Source text
Prime Minister Theresa May addressed the CBI conference in London for the first time and put tech and tax at the forefront of her vision for the UK economy.
Citing ‘innovation’ and technologies such as robotics May is to tell the conference that a £2bn tech investment strategy fund will help place that UK as a tech economy leader.
The new Industrial Strategy Challenge Fund, overseen by UK Research and Innovation, will back projects covering a number of priority technologies.
Despite its strengths in science, Britain has until now been relatively weak on commercialisation, meaning that all too often ideas developed in this country end up being commercialised elsewhere, the Prime Minister will say.
“Government will consult on how the fund can best support emerging fields such as robotics and artificial intelligence, industrial biotechnology and medical technology, satellites, advanced materials manufacturing and other areas where the UK has a proven scientific strength and there is a significant economic opportunity for commercialisation,” the Prime Minister’s office said in a statement.
“It is not about propping up failing industries or picking winners but creating the conditions where winners can emerge and grow. It is about backing those winners all the way, to encourage them to invest in the long-term future of Britain, and about delivering jobs and economic growth to every community and corner of the country. That is the ambition – and we need your help to put it into practice,” reports of the speech released in advance said.
“We believe in free markets. They are the means by which we spread opportunity and lift people out of poverty. We believe in capitalism – the means by which we drive economic growth, putting people into work to provide for their families. And we believe in business – the entrepreneurs and the innovators who employ millions of people up and down this country – the basis for our prosperity.”

Exercise brief
Decide whether each statement agrees with the article on Theresa May's CBI speech, answering yes or no and quoting the words that settle it: (a) UK Research and Innovation will oversee the Industrial Strategy Challenge Fund. (b) The tech investment fund is worth £5bn. (c) The plan is meant to prop up failing industries. The lines after this point are separate material with no connection to the article.

Record excerpts

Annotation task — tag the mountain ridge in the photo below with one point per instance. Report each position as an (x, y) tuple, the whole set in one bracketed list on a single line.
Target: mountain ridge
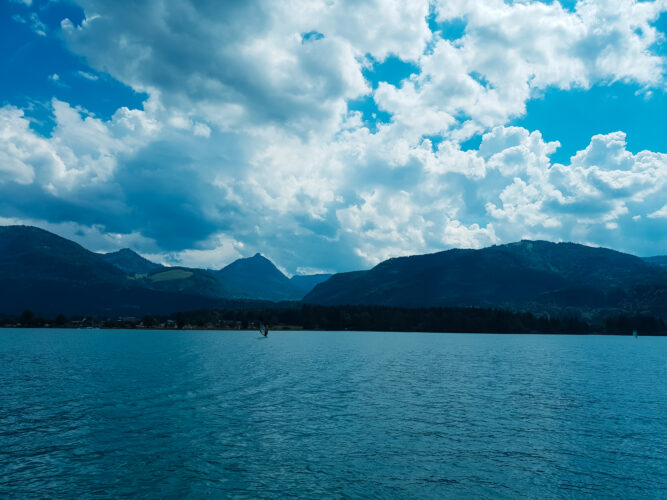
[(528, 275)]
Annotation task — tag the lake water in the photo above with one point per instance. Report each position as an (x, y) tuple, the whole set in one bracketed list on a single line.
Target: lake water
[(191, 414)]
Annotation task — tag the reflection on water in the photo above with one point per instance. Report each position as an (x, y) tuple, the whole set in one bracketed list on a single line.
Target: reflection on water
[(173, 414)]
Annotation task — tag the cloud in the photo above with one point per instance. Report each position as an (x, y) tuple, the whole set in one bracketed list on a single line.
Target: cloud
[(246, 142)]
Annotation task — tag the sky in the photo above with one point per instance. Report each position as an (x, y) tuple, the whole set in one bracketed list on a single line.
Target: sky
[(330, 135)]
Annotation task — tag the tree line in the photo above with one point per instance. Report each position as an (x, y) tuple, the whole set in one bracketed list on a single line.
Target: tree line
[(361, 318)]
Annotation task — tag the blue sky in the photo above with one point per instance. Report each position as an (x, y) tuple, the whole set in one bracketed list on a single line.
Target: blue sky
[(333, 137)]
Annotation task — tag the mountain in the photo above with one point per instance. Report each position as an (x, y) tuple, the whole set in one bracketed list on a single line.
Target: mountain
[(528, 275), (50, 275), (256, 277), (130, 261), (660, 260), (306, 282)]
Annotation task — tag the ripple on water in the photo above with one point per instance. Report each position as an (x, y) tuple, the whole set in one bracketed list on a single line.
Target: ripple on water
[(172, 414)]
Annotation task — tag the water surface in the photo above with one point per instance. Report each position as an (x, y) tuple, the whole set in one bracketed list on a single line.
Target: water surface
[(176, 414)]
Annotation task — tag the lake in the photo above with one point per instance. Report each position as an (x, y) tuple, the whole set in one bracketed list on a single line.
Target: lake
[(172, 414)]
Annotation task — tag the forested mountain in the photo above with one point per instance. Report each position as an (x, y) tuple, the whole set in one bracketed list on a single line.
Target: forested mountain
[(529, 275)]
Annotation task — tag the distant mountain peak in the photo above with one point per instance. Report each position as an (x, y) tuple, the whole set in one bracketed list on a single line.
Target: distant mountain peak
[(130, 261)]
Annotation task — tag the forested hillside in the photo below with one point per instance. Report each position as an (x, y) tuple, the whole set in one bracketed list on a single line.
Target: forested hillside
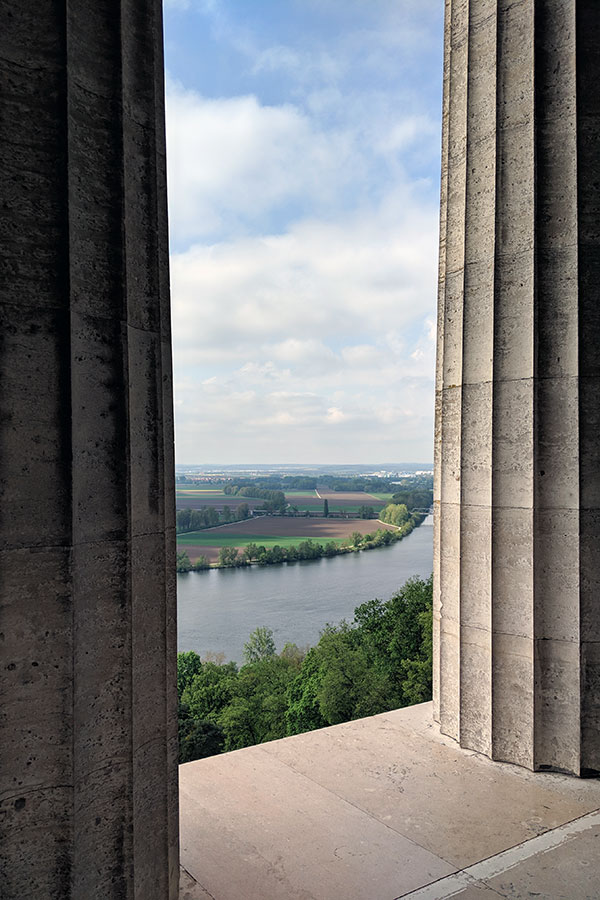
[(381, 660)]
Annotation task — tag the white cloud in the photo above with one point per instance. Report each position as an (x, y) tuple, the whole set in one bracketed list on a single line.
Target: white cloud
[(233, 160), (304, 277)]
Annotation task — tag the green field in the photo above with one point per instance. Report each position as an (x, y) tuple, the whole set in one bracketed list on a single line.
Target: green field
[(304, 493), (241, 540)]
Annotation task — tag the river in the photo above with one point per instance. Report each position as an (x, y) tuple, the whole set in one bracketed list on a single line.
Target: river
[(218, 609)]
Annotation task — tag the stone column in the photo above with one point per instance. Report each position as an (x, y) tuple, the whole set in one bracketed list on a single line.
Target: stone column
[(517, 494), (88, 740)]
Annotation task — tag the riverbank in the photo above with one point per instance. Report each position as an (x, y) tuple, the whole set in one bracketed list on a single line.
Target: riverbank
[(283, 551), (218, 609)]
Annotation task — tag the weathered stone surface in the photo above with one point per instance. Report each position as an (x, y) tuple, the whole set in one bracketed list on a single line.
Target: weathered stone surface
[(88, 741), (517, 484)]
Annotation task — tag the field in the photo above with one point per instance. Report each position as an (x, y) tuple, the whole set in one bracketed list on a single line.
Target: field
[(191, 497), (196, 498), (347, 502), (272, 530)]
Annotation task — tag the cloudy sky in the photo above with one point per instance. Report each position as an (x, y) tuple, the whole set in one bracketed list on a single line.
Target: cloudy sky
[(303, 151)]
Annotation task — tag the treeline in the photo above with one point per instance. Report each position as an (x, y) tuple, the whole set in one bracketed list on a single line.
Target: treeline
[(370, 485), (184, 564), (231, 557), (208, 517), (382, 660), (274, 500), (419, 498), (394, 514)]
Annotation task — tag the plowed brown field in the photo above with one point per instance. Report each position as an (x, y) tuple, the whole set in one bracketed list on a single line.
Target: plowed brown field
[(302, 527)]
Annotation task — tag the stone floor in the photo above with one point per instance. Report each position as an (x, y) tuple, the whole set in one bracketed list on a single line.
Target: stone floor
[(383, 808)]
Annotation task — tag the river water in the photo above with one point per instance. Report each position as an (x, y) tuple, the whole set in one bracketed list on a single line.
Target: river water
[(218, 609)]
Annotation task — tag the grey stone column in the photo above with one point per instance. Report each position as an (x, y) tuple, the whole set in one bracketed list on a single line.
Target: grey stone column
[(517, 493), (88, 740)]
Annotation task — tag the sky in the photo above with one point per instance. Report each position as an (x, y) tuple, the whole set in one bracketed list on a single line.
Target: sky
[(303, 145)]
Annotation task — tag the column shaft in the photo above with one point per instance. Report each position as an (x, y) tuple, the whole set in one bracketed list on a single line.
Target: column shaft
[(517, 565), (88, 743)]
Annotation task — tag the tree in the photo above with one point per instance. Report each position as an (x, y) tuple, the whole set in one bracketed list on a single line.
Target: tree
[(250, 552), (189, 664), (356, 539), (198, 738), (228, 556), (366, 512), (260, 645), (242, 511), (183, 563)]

Output
(a) Yes: "overseen by UK Research and Innovation"
(b) No: "a £2bn tech investment strategy fund"
(c) No: "It is not about propping up failing industries or picking winners"